GOAL OF THE EXERCISE -
Report each line of the listing below that contains the string "logo", copying the line in full. Treat uppercase and lowercase letters as different.

EXCERPTED DATA -
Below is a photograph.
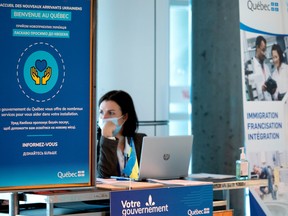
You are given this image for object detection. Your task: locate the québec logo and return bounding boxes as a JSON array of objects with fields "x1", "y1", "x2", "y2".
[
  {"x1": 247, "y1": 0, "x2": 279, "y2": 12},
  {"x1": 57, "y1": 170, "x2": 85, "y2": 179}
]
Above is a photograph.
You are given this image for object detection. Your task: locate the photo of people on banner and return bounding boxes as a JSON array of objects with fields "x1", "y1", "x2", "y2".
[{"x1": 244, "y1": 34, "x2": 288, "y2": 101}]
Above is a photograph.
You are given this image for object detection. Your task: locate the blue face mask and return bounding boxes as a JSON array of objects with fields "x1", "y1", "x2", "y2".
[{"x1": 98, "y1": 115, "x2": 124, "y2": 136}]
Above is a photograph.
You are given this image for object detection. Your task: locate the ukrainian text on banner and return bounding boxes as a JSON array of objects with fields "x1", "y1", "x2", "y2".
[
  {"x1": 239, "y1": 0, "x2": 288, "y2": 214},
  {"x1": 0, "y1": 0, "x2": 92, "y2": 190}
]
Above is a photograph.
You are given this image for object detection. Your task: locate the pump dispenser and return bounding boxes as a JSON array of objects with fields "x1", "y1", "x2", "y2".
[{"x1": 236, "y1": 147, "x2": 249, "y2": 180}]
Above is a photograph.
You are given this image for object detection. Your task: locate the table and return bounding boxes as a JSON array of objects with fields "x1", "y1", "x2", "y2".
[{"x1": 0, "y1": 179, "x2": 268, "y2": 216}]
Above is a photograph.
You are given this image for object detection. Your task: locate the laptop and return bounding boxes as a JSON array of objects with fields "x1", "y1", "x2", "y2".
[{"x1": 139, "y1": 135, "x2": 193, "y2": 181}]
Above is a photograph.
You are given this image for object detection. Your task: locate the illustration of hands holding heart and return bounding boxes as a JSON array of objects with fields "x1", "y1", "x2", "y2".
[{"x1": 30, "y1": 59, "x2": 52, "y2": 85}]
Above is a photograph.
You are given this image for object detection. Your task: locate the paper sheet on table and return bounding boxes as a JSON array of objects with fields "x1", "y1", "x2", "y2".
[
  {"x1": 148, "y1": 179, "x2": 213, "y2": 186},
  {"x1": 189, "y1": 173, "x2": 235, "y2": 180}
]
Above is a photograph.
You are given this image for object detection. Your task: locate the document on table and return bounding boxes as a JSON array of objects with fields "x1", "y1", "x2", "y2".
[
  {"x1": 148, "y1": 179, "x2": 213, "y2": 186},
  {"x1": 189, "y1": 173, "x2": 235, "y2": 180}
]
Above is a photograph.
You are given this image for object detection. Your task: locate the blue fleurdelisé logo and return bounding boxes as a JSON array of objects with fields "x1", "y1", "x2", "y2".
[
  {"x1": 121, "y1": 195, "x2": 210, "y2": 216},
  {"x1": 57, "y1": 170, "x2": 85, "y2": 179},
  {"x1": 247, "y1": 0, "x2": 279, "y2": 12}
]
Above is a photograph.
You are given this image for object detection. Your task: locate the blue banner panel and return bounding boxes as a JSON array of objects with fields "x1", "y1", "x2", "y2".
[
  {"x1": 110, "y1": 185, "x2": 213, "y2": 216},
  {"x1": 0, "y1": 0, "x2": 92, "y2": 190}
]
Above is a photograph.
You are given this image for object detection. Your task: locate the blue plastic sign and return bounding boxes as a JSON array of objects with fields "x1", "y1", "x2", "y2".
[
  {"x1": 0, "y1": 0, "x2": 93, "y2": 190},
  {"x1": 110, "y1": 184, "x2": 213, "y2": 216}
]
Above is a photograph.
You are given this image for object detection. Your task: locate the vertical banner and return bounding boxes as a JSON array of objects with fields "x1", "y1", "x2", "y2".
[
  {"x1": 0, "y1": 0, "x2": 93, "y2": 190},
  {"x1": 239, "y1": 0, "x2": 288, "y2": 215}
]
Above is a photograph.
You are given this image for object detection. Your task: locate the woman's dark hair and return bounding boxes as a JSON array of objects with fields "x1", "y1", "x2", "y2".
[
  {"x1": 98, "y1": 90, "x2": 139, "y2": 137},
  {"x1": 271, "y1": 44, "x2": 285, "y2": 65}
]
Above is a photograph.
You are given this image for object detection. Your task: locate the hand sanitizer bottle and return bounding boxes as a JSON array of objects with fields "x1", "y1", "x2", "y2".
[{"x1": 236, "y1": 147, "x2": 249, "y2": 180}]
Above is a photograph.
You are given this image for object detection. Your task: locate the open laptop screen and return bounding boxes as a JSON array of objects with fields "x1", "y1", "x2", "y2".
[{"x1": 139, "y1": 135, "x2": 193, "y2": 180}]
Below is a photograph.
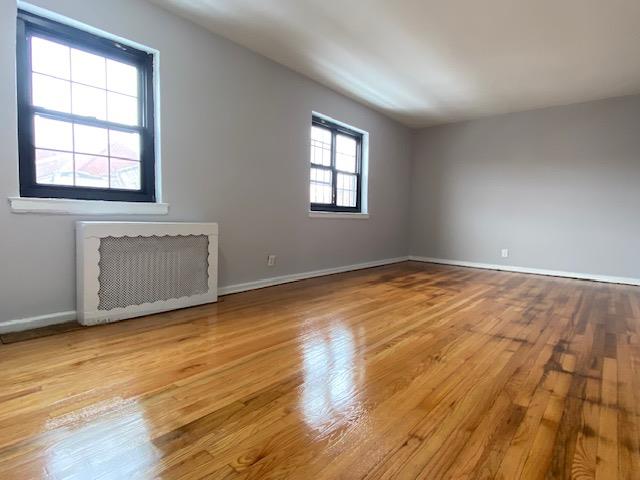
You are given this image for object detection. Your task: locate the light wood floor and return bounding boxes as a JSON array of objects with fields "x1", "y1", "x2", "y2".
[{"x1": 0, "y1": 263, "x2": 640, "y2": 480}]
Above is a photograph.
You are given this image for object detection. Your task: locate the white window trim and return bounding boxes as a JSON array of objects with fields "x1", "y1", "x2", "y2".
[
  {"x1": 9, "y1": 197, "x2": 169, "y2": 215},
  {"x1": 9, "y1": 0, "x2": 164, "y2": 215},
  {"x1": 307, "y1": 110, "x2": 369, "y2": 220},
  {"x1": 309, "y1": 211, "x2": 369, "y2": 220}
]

WRITTEN RESPONSE -
You are given this image for object detection. Your task: locate the québec logo and return bounding boxes as a JSON array of objects with fields "x1", "y1", "x2", "y2".
You are given this image for object detection. Your task: locate the blue fleurdelisé logo and return bounding boxes as a JSON array of objects with fields "x1", "y1", "x2", "y2".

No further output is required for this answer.